Work to be completed
Restate the full set of records exactly, word for word.
— Start Records for this exercise —
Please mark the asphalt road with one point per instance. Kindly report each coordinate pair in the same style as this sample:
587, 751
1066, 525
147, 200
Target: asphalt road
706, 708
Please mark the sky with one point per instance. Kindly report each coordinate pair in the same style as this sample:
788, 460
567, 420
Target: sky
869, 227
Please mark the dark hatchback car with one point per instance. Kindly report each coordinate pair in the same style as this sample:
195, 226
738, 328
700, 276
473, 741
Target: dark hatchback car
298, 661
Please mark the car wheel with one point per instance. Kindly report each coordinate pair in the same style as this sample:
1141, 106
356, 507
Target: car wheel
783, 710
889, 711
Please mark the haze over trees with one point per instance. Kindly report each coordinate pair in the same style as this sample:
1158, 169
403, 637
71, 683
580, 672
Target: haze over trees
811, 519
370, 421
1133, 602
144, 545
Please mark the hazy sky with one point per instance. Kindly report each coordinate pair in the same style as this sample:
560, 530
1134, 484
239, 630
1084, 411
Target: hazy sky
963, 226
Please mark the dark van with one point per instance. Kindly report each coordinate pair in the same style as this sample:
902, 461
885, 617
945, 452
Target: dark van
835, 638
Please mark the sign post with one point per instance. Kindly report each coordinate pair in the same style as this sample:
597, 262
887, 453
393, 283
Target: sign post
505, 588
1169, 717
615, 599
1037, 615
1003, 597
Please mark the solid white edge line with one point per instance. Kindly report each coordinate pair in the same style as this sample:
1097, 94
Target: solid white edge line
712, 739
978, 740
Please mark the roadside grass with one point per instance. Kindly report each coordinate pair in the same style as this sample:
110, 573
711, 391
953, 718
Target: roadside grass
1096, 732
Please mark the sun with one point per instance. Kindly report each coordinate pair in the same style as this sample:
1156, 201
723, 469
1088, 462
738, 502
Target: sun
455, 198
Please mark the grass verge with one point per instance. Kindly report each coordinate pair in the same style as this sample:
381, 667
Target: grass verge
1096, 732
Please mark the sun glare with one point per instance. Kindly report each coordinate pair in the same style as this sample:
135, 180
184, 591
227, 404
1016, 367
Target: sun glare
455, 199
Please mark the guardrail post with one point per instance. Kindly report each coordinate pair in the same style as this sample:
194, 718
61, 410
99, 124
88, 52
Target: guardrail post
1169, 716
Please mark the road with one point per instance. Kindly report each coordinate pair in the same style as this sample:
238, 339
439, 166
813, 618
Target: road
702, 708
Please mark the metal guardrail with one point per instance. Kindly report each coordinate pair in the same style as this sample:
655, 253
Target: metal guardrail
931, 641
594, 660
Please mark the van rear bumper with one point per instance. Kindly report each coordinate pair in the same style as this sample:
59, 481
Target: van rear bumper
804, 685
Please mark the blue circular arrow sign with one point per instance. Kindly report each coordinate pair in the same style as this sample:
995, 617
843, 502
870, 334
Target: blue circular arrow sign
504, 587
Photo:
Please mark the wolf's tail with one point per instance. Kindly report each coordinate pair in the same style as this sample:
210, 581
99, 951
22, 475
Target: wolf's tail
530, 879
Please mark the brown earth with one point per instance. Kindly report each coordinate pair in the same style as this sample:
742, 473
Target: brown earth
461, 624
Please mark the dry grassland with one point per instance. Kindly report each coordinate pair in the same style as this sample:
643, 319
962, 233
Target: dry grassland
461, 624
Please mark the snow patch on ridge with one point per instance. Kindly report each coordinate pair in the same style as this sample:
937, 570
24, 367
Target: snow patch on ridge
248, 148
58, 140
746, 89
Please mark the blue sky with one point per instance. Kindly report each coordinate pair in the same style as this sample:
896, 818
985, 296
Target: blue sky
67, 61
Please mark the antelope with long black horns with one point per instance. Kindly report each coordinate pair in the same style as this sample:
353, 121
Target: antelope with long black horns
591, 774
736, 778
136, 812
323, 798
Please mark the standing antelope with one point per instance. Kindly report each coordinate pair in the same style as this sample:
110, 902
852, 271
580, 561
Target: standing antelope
— End Records for this exercise —
Worked solution
Please mark the asphalt road with one point per instance. Kindly report each coordinate pair in the same style as this sample:
587, 751
1066, 525
147, 200
Target: asphalt road
706, 708
Please mark the sky with one point per instance. Kindly report each coordinate pair in the same style as this sample:
788, 460
567, 420
Target: sky
869, 227
Please mark the dark hatchback car with one point per instance. Kindly report each coordinate pair in the same style as this sample:
195, 226
738, 328
700, 276
473, 741
Target: dark hatchback car
298, 661
Please mark the car wheel with one point per instance. Kindly report each coordinate pair in the same style as this sample:
1141, 106
356, 507
Target: car wheel
783, 710
889, 711
Please mark the haze over trees with one point per instance. Kindly report each coordinate pair in the same style as this sample:
1158, 169
403, 637
71, 683
580, 672
Target: haze over trees
811, 519
370, 421
1133, 602
144, 545
Please mark the hazy sky with one point per instance. Kindly report each coordinate pair in the same style as this sample:
560, 530
1134, 484
239, 630
1084, 411
Target: hazy sky
963, 226
Please mark the dark van with one point per instance. Kindly report each coordinate pair in the same style as this sample:
902, 461
885, 617
945, 452
Target: dark van
835, 638
Please mark the sign post with one point per instance. Kindly report each coordinate pair in the same style as this sample:
597, 262
887, 453
393, 283
Target: sign post
505, 588
1169, 717
615, 599
1037, 615
1003, 597
Please mark the solid white edge line with one point per instance. Kindly report each coordinate pair in the same style as this sample:
1097, 94
Target: solid white edge line
712, 739
978, 740
Please mark the roadside grass with one point per instance. Kindly report each coordinate pair in the same style as this sample:
110, 573
711, 391
953, 718
Target: roadside grass
1096, 732
Please mark the sun with one point per instance. Kindly report each coordinate pair in the same style as this sample:
1156, 201
723, 469
1088, 462
738, 502
Target: sun
455, 198
Please mark the grass verge with one point per instance. Kindly report each coordinate pair in the same style as this sample:
381, 667
Target: grass verge
1096, 732
Please mark the sun glare with one point per instance. Kindly report each coordinate pair in the same style as this sample:
135, 180
184, 591
227, 404
1016, 367
Target: sun glare
455, 199
Please mark the guardrail post with one point per instance. Kindly report each coordinate pair in the same style as this sample:
194, 718
61, 410
99, 124
88, 52
Target: guardrail post
1169, 716
Please mark the road with one point per instance. Kindly report each coordinate pair in the same style as this sample:
238, 339
439, 166
813, 618
Target: road
702, 708
Please mark the metal guardrail with one point per instance. Kindly report each coordinate pair in the same style as this sample:
655, 253
Target: metal guardrail
931, 641
594, 660
Please mark the van rear bumper with one point per instance. Kindly report each coordinate pair in the same style as this sample:
59, 481
Target: van rear bumper
804, 685
Please mark the blue circular arrow sign with one point per instance. Kindly report each coordinate pair in the same style as this sample:
995, 617
843, 502
870, 334
Target: blue circular arrow sign
504, 587
Photo:
Please mark the wolf's tail with one point per instance. Kindly report each coordinate pair in the same style as this sample:
210, 581
99, 951
22, 475
Target: wolf's tail
530, 879
Please mark the brown earth with one point per instance. Kindly report each coordinate pair in the same style as this sample:
742, 473
Target: brown earth
461, 624
Please mark the dry grassland with one point per instance. Kindly report each coordinate pair in the same style as this sample:
643, 319
962, 233
Target: dry grassland
461, 624
Please mark the snow patch on ridge with one point per instance. Kindly report each coordinate pair in the same style as this sample:
937, 570
24, 367
Target: snow patch on ridge
248, 148
58, 140
746, 89
Please mark the blue sky with one point per instance. Kindly report each coordinate pair in the same style as this sample:
896, 818
985, 296
Target: blue sky
67, 61
Please mark the antelope with long black horns with one point per instance. Kindly report each coordinate pair in the same style as this sample:
353, 121
Target: antelope with long black horns
591, 774
736, 778
136, 812
323, 798
Please mark the standing antelope with one point per instance. Kindly report each coordinate pair in the same style as this sample:
110, 902
852, 271
580, 561
Target: standing antelope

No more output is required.